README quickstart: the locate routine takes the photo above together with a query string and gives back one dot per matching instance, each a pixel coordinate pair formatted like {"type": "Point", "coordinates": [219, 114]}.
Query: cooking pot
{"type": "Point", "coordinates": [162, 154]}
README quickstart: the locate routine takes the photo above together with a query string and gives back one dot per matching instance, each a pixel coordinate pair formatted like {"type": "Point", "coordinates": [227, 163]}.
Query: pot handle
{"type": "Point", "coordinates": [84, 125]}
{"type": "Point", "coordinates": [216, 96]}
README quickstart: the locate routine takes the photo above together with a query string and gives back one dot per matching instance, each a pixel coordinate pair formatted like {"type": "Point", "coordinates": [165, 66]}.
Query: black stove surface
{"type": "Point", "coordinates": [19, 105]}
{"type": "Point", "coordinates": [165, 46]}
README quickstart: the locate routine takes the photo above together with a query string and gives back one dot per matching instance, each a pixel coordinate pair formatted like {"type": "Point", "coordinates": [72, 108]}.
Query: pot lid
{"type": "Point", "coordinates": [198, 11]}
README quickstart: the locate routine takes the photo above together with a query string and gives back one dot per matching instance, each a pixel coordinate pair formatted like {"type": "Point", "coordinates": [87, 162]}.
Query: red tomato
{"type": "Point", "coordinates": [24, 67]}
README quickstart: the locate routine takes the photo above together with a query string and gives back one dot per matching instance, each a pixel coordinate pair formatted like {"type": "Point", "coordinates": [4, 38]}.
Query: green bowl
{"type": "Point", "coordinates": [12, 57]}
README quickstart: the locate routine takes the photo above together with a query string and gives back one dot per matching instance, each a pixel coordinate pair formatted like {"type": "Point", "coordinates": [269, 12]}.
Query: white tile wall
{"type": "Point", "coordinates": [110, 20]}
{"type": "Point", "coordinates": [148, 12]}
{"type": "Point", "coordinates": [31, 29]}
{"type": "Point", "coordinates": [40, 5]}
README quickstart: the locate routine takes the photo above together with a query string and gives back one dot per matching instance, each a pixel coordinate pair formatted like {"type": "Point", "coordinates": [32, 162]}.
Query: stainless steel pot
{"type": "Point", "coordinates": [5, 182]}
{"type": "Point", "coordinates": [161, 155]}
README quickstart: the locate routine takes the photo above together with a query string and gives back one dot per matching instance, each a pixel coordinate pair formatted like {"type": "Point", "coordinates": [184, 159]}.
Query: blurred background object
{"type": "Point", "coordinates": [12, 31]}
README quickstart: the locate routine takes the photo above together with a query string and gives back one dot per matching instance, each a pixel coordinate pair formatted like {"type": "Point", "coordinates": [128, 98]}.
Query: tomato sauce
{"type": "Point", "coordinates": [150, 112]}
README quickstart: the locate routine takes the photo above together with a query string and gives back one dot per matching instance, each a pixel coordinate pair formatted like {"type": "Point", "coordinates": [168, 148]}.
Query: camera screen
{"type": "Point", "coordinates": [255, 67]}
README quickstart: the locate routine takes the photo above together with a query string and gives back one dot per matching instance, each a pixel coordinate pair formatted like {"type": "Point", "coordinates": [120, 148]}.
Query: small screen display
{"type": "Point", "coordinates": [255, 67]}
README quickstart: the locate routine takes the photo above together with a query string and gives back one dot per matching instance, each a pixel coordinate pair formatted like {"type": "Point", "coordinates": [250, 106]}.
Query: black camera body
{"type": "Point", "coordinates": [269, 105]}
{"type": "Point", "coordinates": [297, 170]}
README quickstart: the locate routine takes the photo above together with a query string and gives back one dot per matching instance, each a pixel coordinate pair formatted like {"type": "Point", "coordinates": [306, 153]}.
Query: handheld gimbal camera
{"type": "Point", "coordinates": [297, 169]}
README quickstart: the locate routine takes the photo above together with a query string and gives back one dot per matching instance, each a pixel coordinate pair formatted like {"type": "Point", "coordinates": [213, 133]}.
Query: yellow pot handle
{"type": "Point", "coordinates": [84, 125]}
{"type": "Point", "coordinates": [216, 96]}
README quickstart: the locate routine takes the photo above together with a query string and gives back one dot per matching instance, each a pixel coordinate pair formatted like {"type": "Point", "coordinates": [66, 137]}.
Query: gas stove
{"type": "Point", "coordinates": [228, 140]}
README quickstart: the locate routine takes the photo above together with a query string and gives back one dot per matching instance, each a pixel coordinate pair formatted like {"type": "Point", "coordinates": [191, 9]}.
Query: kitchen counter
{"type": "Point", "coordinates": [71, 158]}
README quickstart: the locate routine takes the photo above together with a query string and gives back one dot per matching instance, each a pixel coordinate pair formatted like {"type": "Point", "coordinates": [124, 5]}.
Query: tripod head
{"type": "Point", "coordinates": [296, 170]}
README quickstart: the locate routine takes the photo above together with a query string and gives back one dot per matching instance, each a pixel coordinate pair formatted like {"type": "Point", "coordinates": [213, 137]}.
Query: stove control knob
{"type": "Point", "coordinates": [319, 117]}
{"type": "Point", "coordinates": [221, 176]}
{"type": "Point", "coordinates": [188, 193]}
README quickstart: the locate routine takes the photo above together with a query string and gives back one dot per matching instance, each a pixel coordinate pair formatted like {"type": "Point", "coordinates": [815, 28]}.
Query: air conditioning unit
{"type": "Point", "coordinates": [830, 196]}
----------
What the task requires: Pull out every line of the items above that contains the word "screen". Treat case as significant.

Completed task:
Query: camera screen
Query: small screen display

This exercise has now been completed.